> **EXERCISE DESCRIPTION**: Please count the lines in the material below that contain the word "sweater". Reply with the number alone.

> **INPUT FOR THIS TASK**:
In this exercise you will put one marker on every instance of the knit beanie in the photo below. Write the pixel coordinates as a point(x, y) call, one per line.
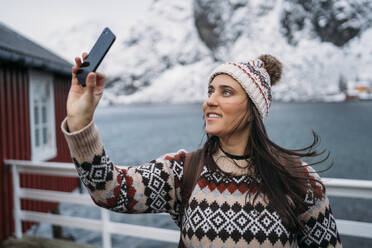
point(256, 77)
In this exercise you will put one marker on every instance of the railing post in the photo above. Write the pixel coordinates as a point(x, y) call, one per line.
point(17, 202)
point(106, 235)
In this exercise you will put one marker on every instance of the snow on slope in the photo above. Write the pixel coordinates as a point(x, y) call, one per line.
point(163, 59)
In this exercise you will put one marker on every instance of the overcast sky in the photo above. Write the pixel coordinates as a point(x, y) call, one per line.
point(37, 19)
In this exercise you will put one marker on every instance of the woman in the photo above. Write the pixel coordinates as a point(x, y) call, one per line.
point(250, 192)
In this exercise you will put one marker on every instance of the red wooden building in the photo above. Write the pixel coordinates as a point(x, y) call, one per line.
point(34, 84)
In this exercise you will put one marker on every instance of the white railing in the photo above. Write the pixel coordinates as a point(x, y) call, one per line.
point(335, 187)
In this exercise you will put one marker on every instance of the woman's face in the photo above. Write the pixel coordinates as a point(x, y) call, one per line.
point(225, 109)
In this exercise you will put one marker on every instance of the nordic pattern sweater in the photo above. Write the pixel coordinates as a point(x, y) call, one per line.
point(221, 210)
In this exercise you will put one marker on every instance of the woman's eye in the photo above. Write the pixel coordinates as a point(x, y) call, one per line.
point(226, 93)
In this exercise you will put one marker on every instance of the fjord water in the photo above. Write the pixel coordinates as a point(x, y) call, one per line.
point(138, 133)
point(134, 134)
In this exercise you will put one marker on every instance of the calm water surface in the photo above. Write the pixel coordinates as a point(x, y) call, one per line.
point(138, 133)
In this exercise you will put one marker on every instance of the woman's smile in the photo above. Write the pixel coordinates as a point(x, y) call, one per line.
point(225, 109)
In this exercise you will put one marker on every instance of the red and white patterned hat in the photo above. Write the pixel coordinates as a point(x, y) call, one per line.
point(254, 79)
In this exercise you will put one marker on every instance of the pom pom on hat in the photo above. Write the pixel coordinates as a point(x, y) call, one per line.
point(273, 66)
point(256, 77)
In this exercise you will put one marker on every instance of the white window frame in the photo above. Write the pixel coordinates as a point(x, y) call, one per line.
point(42, 82)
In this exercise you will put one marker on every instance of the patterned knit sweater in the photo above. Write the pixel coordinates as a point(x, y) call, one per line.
point(221, 210)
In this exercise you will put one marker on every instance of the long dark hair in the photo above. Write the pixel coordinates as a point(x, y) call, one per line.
point(284, 180)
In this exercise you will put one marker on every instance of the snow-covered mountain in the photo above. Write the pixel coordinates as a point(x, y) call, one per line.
point(168, 55)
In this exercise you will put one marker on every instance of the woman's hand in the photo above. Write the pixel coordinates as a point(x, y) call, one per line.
point(82, 101)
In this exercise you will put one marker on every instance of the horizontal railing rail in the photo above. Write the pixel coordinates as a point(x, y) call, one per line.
point(335, 187)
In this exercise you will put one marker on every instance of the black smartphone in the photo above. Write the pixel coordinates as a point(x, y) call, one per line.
point(96, 55)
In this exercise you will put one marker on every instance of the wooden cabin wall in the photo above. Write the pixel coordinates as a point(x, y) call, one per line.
point(15, 142)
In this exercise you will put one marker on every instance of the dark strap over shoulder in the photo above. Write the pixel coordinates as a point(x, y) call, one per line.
point(192, 168)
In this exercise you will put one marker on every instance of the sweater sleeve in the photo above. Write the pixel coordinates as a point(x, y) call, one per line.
point(320, 225)
point(149, 188)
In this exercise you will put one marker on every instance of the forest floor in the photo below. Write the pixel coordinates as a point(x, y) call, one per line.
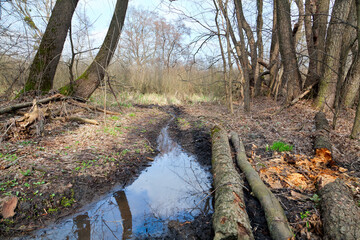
point(70, 164)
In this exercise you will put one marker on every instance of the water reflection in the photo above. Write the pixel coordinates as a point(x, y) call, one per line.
point(125, 212)
point(83, 229)
point(174, 187)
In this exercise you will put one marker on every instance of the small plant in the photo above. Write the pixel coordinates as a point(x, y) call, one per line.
point(8, 157)
point(39, 183)
point(125, 151)
point(281, 147)
point(66, 202)
point(115, 118)
point(26, 173)
point(315, 198)
point(51, 210)
point(304, 215)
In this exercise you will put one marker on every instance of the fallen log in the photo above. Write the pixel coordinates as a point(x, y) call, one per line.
point(341, 216)
point(12, 108)
point(95, 108)
point(298, 98)
point(321, 136)
point(230, 219)
point(78, 119)
point(277, 222)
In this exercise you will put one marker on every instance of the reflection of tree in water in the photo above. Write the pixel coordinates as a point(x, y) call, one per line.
point(125, 212)
point(83, 228)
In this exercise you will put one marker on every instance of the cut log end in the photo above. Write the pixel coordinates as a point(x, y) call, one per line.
point(341, 216)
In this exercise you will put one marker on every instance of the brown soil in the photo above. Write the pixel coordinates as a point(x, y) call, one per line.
point(258, 130)
point(72, 163)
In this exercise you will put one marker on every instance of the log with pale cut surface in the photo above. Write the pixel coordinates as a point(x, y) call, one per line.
point(276, 220)
point(341, 216)
point(230, 219)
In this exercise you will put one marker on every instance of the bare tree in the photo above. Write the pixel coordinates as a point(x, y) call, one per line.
point(329, 77)
point(316, 14)
point(89, 81)
point(291, 74)
point(355, 133)
point(44, 65)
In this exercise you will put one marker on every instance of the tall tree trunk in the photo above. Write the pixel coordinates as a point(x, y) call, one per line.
point(329, 77)
point(274, 53)
point(43, 67)
point(259, 43)
point(89, 81)
point(287, 50)
point(349, 37)
point(230, 97)
point(351, 85)
point(355, 133)
point(297, 33)
point(315, 32)
point(222, 50)
point(254, 71)
point(243, 57)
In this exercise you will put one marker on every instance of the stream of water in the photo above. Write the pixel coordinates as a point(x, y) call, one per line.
point(174, 187)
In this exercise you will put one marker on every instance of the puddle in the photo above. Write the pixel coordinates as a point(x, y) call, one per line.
point(174, 187)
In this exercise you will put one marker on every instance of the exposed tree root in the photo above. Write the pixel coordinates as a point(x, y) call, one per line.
point(340, 215)
point(230, 219)
point(277, 222)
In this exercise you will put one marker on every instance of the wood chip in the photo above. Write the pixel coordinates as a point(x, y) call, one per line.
point(9, 207)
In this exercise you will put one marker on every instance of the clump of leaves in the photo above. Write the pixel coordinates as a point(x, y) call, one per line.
point(280, 146)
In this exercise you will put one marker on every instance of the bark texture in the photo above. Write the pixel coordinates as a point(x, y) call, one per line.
point(89, 81)
point(328, 80)
point(321, 139)
point(341, 216)
point(277, 222)
point(355, 132)
point(287, 50)
point(315, 32)
point(243, 56)
point(230, 219)
point(43, 67)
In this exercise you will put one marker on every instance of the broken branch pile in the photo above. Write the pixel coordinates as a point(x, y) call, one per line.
point(230, 219)
point(33, 122)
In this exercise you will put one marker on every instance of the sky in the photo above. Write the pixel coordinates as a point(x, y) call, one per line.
point(100, 13)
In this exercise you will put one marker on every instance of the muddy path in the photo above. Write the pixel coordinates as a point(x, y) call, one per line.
point(57, 178)
point(73, 165)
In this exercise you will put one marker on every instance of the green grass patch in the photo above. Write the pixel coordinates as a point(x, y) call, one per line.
point(280, 146)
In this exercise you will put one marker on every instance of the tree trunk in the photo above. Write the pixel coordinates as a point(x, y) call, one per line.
point(243, 57)
point(321, 136)
point(274, 66)
point(329, 77)
point(340, 215)
point(43, 67)
point(277, 222)
point(355, 133)
point(89, 81)
point(315, 32)
point(259, 43)
point(351, 84)
point(349, 38)
point(254, 73)
point(230, 219)
point(291, 74)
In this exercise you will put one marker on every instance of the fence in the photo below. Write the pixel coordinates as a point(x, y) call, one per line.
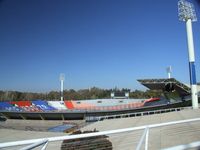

> **EXPECTED ANSWER**: 3